#### Input for this task:
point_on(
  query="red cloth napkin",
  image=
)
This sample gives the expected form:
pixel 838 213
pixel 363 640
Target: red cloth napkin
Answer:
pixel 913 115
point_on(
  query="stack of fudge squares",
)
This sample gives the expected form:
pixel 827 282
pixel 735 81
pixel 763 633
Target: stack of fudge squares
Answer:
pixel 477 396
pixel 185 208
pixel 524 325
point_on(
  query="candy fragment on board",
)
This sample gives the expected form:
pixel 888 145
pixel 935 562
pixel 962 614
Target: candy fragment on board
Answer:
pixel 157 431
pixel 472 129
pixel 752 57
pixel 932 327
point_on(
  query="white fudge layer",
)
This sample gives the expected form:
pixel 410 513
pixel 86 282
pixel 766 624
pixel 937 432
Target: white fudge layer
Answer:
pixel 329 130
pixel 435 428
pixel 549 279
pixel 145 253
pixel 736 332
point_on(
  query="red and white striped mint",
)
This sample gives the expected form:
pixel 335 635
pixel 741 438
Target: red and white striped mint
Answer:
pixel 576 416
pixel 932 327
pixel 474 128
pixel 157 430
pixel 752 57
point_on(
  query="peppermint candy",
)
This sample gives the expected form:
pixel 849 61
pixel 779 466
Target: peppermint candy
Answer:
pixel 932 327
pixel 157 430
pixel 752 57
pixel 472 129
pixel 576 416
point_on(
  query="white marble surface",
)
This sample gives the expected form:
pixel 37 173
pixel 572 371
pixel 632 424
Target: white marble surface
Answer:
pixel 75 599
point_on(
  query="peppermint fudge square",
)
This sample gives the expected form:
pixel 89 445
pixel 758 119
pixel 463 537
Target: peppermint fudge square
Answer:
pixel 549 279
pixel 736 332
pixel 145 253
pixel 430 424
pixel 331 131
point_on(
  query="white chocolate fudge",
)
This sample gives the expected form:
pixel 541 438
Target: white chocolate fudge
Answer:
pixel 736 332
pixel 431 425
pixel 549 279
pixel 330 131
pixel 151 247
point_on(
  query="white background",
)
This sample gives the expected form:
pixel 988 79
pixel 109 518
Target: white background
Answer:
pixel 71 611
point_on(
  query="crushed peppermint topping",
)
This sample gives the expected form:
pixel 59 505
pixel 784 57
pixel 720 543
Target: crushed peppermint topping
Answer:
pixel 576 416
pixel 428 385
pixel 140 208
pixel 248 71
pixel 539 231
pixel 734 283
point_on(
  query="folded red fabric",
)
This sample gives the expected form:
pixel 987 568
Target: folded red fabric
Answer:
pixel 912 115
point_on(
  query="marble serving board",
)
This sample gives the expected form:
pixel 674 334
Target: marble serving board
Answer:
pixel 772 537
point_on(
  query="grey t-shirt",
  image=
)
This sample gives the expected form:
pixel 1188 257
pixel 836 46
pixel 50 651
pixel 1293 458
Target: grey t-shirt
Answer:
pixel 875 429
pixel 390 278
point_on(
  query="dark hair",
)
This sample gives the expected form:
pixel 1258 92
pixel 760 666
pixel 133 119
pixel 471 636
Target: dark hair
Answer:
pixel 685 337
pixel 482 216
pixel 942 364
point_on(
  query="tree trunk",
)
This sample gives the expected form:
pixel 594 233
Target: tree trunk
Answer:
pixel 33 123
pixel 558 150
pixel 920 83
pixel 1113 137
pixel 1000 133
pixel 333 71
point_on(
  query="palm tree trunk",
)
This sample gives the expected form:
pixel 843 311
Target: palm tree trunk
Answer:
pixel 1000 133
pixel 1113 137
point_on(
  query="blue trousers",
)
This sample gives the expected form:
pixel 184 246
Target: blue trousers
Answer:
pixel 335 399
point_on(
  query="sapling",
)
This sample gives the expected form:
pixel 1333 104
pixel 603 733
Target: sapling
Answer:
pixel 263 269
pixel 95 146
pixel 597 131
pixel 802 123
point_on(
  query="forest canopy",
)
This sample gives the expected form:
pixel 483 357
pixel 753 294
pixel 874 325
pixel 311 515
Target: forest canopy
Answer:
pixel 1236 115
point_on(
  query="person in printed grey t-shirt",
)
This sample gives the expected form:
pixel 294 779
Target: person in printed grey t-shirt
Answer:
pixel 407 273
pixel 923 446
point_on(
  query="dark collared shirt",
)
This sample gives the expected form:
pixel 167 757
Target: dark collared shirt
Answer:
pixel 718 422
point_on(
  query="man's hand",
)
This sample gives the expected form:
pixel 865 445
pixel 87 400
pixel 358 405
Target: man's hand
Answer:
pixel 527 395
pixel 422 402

#### Exercise prompt:
If a line appears above, it belongs in your answer, printed exactly.

#### Response to the exercise:
point_on(
  query="red cloth napkin",
  image=
)
This sample gives the expected form:
pixel 838 213
pixel 363 640
Target: red cloth napkin
Answer:
pixel 913 115
point_on(
  query="stack of fudge squares",
)
This sample gives the expected form:
pixel 827 282
pixel 735 81
pixel 763 633
Target: stack of fudge squares
Answer:
pixel 477 396
pixel 185 208
pixel 524 325
point_on(
  query="candy fragment on board",
)
This sample gives the expected form:
pixel 888 145
pixel 935 562
pixel 962 614
Target: candy fragment on board
Answer:
pixel 157 431
pixel 472 129
pixel 752 57
pixel 932 327
point_on(
  query="white fudge layer",
)
This sample gives the expected form:
pixel 410 513
pixel 86 282
pixel 766 624
pixel 937 432
Target: white fudge layer
Answer:
pixel 329 130
pixel 435 428
pixel 549 279
pixel 145 253
pixel 736 332
point_on(
  query="red and white striped mint",
)
This sample gives the expected form:
pixel 335 635
pixel 741 438
Target: red and white striped mint
Answer:
pixel 576 416
pixel 932 327
pixel 474 128
pixel 157 430
pixel 752 57
point_on(
  query="peppermint candy",
)
This sample gives the expected form:
pixel 849 61
pixel 779 466
Target: peppermint candy
Answer:
pixel 932 327
pixel 157 430
pixel 752 57
pixel 472 129
pixel 576 416
point_on(
  query="white marble surface",
)
This sample gives the expected form:
pixel 37 173
pixel 572 371
pixel 632 424
Target: white marble surface
Answer:
pixel 75 599
point_on(
  query="peppermint fudge square",
)
This sample gives the expected form:
pixel 89 445
pixel 758 119
pixel 463 537
Target: peppermint fudge square
Answer:
pixel 549 279
pixel 736 332
pixel 145 253
pixel 430 424
pixel 331 131
point_on(
  query="white chocolate fudge",
)
This sample gives the expected form:
pixel 541 438
Target: white chocolate fudge
Answer:
pixel 736 332
pixel 431 425
pixel 549 279
pixel 330 131
pixel 151 247
point_on(
  query="white background",
)
This sample gives the expected form:
pixel 988 79
pixel 109 518
Target: white background
Answer:
pixel 71 611
point_on(
  query="crushed peppermint topping",
)
This sample gives the expected form:
pixel 59 505
pixel 784 57
pixel 720 543
Target: crushed peppermint topping
Answer:
pixel 576 416
pixel 428 385
pixel 140 208
pixel 248 71
pixel 539 231
pixel 734 283
point_on(
  query="folded red fabric",
)
This sample gives the expected form:
pixel 987 568
Target: folded red fabric
Answer:
pixel 912 115
point_on(
  query="marble serving board",
)
This sample gives the expected form:
pixel 674 334
Target: marble serving board
Answer:
pixel 772 537
point_on(
  query="grey t-shirt",
  image=
)
This sample gives the expected form:
pixel 1188 257
pixel 836 46
pixel 50 651
pixel 1293 458
Target: grey t-shirt
Answer:
pixel 875 429
pixel 390 278
point_on(
  query="dark hair",
)
This sample gives the expected form:
pixel 1258 92
pixel 760 666
pixel 133 119
pixel 471 636
Target: dark hair
Answer:
pixel 685 337
pixel 482 216
pixel 942 364
point_on(
  query="tree trunk",
)
This sample gives the expected form:
pixel 594 233
Target: tree trunk
Answer:
pixel 33 123
pixel 558 150
pixel 920 83
pixel 1113 137
pixel 1000 133
pixel 333 71
point_on(
  query="palm tree trunk",
)
This sample gives the expected form:
pixel 843 311
Target: palm tree trunk
Answer:
pixel 1000 133
pixel 1113 137
point_on(
  query="blue trousers",
)
This sample gives the expected form:
pixel 184 246
Target: blue trousers
Answer:
pixel 335 399
point_on(
  query="sapling",
)
This sample gives the expected form:
pixel 1333 104
pixel 603 733
Target: sapling
Answer:
pixel 263 269
pixel 95 146
pixel 597 131
pixel 802 123
point_on(
  query="forest canopy",
)
This sample gives the expected form:
pixel 483 357
pixel 753 294
pixel 874 325
pixel 311 515
Target: forest canopy
Answer:
pixel 1236 115
point_on(
  query="person in printed grey t-shirt",
)
This sample gives the expected form:
pixel 294 779
Target: person in printed grey t-shirt
Answer:
pixel 407 273
pixel 923 446
point_on(
  query="dark collared shirt",
)
This sample gives the expected form:
pixel 167 757
Target: dark collared shirt
Answer:
pixel 718 422
point_on(
  query="man's hand",
)
This sample gives the expected form:
pixel 865 445
pixel 87 400
pixel 358 405
Target: man's hand
Answer:
pixel 527 395
pixel 422 402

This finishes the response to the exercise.